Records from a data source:
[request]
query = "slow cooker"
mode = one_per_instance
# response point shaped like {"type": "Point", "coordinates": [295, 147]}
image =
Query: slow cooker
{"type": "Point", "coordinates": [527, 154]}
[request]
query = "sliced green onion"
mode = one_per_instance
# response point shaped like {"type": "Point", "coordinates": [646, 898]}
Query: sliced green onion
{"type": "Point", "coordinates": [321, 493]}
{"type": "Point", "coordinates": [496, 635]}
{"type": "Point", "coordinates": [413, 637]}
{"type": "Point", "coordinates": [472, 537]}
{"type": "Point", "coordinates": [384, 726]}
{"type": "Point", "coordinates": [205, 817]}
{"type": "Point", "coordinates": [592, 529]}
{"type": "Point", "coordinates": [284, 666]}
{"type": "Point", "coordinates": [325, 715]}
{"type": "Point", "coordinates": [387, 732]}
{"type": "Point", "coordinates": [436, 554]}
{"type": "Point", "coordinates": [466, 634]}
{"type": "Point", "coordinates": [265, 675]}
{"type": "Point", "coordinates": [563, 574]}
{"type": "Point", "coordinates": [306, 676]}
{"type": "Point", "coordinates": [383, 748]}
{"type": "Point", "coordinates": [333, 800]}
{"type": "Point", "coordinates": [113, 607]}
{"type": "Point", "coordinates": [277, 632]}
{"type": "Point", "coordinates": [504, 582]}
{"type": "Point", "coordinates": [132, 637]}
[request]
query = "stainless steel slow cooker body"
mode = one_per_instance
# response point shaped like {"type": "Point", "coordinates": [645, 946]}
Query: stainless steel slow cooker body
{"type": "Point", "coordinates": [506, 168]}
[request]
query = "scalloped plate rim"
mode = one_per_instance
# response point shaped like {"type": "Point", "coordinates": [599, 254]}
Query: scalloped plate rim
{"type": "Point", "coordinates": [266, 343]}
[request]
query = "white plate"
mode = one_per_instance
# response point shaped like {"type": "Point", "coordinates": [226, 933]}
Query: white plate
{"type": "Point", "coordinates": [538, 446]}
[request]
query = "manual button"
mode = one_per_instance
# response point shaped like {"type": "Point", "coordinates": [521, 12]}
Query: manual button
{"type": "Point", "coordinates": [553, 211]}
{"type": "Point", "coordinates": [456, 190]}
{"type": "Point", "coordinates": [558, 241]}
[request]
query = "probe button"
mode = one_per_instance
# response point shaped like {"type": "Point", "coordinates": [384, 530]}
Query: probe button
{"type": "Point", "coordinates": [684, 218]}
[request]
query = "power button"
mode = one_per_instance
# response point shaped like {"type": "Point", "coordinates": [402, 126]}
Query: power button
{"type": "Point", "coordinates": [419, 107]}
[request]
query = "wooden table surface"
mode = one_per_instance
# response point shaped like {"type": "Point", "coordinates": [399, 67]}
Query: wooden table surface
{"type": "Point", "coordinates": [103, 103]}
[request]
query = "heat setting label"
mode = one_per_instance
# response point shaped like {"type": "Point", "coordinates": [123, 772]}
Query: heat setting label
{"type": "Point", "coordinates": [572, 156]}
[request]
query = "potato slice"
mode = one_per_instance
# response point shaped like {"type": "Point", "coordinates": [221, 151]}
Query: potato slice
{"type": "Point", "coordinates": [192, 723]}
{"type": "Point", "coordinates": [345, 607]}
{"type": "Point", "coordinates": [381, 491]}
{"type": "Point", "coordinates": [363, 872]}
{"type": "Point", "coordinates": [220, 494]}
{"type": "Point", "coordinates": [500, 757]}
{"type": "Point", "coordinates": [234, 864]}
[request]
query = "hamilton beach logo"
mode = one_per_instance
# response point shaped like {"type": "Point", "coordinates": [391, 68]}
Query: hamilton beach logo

- **Short exercise**:
Retype every record above exactly as written.

- **Response below**:
[request]
query = "slow cooker"
mode = one_per_instance
# response point shaped like {"type": "Point", "coordinates": [295, 147]}
image =
Query: slow cooker
{"type": "Point", "coordinates": [527, 154]}
[request]
query = "sliced green onion"
mode = one_per_instance
# response point shaped like {"type": "Point", "coordinates": [646, 898]}
Query: sliced green onion
{"type": "Point", "coordinates": [321, 493]}
{"type": "Point", "coordinates": [496, 635]}
{"type": "Point", "coordinates": [413, 637]}
{"type": "Point", "coordinates": [472, 537]}
{"type": "Point", "coordinates": [384, 726]}
{"type": "Point", "coordinates": [205, 817]}
{"type": "Point", "coordinates": [592, 529]}
{"type": "Point", "coordinates": [284, 666]}
{"type": "Point", "coordinates": [325, 715]}
{"type": "Point", "coordinates": [387, 732]}
{"type": "Point", "coordinates": [436, 554]}
{"type": "Point", "coordinates": [466, 634]}
{"type": "Point", "coordinates": [265, 675]}
{"type": "Point", "coordinates": [563, 574]}
{"type": "Point", "coordinates": [306, 676]}
{"type": "Point", "coordinates": [383, 748]}
{"type": "Point", "coordinates": [333, 800]}
{"type": "Point", "coordinates": [113, 607]}
{"type": "Point", "coordinates": [277, 632]}
{"type": "Point", "coordinates": [504, 582]}
{"type": "Point", "coordinates": [132, 637]}
[request]
query = "stainless steel slow cooker body"
mode = one_per_instance
# response point shaped like {"type": "Point", "coordinates": [645, 946]}
Query: stainless steel slow cooker body
{"type": "Point", "coordinates": [506, 168]}
[request]
query = "scalloped plate rim"
mode = one_per_instance
# response point shaped like {"type": "Point", "coordinates": [599, 254]}
Query: scalloped plate rim
{"type": "Point", "coordinates": [266, 343]}
[request]
query = "white plate"
mode = one_per_instance
# response point shaped like {"type": "Point", "coordinates": [226, 933]}
Query: white plate
{"type": "Point", "coordinates": [538, 446]}
[request]
query = "manual button"
mode = one_per_instance
# response point shaped like {"type": "Point", "coordinates": [521, 12]}
Query: manual button
{"type": "Point", "coordinates": [553, 211]}
{"type": "Point", "coordinates": [456, 190]}
{"type": "Point", "coordinates": [558, 241]}
[request]
query = "probe button"
mode = one_per_instance
# response point shaped like {"type": "Point", "coordinates": [384, 530]}
Query: probe button
{"type": "Point", "coordinates": [684, 218]}
[request]
query = "power button"
mode = one_per_instance
# response point shaped like {"type": "Point", "coordinates": [402, 126]}
Query: power button
{"type": "Point", "coordinates": [419, 107]}
[request]
query = "wooden table surface"
mode = one_per_instance
# response point shaped like {"type": "Point", "coordinates": [399, 67]}
Query: wooden table surface
{"type": "Point", "coordinates": [103, 103]}
[request]
query = "heat setting label"
mode = one_per_instance
# response point shaped like {"type": "Point", "coordinates": [123, 772]}
Query: heat setting label
{"type": "Point", "coordinates": [572, 156]}
[request]
query = "potato slice"
mode = one_per_instance
# response point shaped like {"type": "Point", "coordinates": [221, 151]}
Query: potato slice
{"type": "Point", "coordinates": [192, 723]}
{"type": "Point", "coordinates": [345, 607]}
{"type": "Point", "coordinates": [381, 491]}
{"type": "Point", "coordinates": [363, 872]}
{"type": "Point", "coordinates": [220, 494]}
{"type": "Point", "coordinates": [500, 757]}
{"type": "Point", "coordinates": [234, 864]}
[request]
query = "hamilton beach logo"
mode = one_per_instance
# response point shaped like {"type": "Point", "coordinates": [391, 68]}
Query: hamilton beach logo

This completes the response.